Extract
++++++

According to NIST SP 800-172, an attack surface represents "the set of points on the boundary of a system, a system element, or an environment where an attacker can try to enter, cause an effect on, or extract data from that system, system element, or environment." In simple terms, your attack surface is everything an attacker can discover, reach, misuse, or pivot through. That includes not only servers and domains, but also identities, tokens, third-party integrations, admin panels, forgotten test environments, and externally reachable cloud services.

What Belongs to the Attack Surface

ASM improves visibility, but its value comes from turning visibility into action: identifying what is reachable, understanding who owns it, checking whether it is exposed to active exploitation, and pushing the right issue to the right team fast. Implementing ASM therefore strengthens the organization’s overall security posture and increases confidence among stakeholders and customers.

Key Components of the ASM Lifecycle

The attack surface management lifecycle recognizes that the various phases of security exposure management are interconnected and continuous. "Understanding all components helps you achieve a successful ASM program," according to IBM's cybersecurity research.

Table 1. Attack surface management lifecycle

Phase

Main focus

What to watch for

Discovery & Asset Inventory

Identify internet-facing assets such as domains, subdomains, IPs, certificates, cloud resources, SaaS apps, and APIs.

Forgotten subdomains, abandoned projects, shadow IT, unmanaged SaaS instances, and third-party assets linked to the company.

++++++

Things to do
a – Answer these questions about the attack surface text, one per line:
(i) Which publication supplies the text's definition of an attack surface?
(ii) According to IBM's cybersecurity research, what helps you achieve a successful ASM program?
(iii) In Table 1, which phase covers identifying internet-facing assets?
b – Reproduce the attack surface text, starting at "Key Components of" and ending at "IBM's cybersecurity research.", and change "interconnected" to "intertwined".
Nothing in the lines is needed here.

++++++

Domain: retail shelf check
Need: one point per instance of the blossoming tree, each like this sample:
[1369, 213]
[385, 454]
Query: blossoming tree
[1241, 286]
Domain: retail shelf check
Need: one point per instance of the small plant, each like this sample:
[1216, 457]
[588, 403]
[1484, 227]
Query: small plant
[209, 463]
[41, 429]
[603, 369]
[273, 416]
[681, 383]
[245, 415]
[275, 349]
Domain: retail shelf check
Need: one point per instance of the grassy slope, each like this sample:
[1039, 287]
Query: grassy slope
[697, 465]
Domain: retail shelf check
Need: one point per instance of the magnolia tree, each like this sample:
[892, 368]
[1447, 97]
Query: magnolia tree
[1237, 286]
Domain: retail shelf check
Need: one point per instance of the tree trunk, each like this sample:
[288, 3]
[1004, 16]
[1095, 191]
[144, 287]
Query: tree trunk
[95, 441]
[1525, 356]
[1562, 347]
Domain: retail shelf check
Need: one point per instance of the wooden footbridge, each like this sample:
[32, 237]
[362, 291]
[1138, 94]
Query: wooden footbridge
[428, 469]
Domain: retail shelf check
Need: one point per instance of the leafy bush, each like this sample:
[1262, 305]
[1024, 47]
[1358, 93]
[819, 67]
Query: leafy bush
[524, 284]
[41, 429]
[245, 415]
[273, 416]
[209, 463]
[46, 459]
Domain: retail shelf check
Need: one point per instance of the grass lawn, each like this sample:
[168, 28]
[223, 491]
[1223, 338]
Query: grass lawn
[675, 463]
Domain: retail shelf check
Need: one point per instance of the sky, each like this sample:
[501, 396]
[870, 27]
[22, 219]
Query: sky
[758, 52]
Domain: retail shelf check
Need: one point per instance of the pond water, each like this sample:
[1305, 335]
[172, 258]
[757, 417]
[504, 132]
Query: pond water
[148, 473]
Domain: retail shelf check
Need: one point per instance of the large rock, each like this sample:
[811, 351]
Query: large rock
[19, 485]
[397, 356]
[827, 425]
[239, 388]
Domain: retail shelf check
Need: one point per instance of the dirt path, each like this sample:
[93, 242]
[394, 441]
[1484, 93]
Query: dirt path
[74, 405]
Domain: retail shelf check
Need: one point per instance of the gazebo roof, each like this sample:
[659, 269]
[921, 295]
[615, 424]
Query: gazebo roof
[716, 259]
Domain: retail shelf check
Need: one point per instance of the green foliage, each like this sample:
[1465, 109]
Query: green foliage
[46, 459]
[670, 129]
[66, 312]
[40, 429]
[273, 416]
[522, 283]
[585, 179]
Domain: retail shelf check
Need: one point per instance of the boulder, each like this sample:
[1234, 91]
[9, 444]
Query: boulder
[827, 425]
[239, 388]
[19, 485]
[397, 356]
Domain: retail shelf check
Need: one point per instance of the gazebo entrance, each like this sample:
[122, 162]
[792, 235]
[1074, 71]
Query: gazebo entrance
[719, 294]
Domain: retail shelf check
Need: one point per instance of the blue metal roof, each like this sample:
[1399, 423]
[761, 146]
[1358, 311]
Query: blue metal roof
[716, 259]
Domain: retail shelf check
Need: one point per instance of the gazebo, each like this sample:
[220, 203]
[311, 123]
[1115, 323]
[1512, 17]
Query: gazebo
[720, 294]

++++++

The replies
a –
(i) NIST SP 800-172
(ii) Understanding all components
(iii) Discovery & Asset Inventory

b –
Key Components of the ASM Lifecycle

The attack surface management lifecycle recognizes that the various phases of security exposure management are intertwined and continuous. "Understanding all components helps you achieve a successful ASM program," according to IBM's cybersecurity research.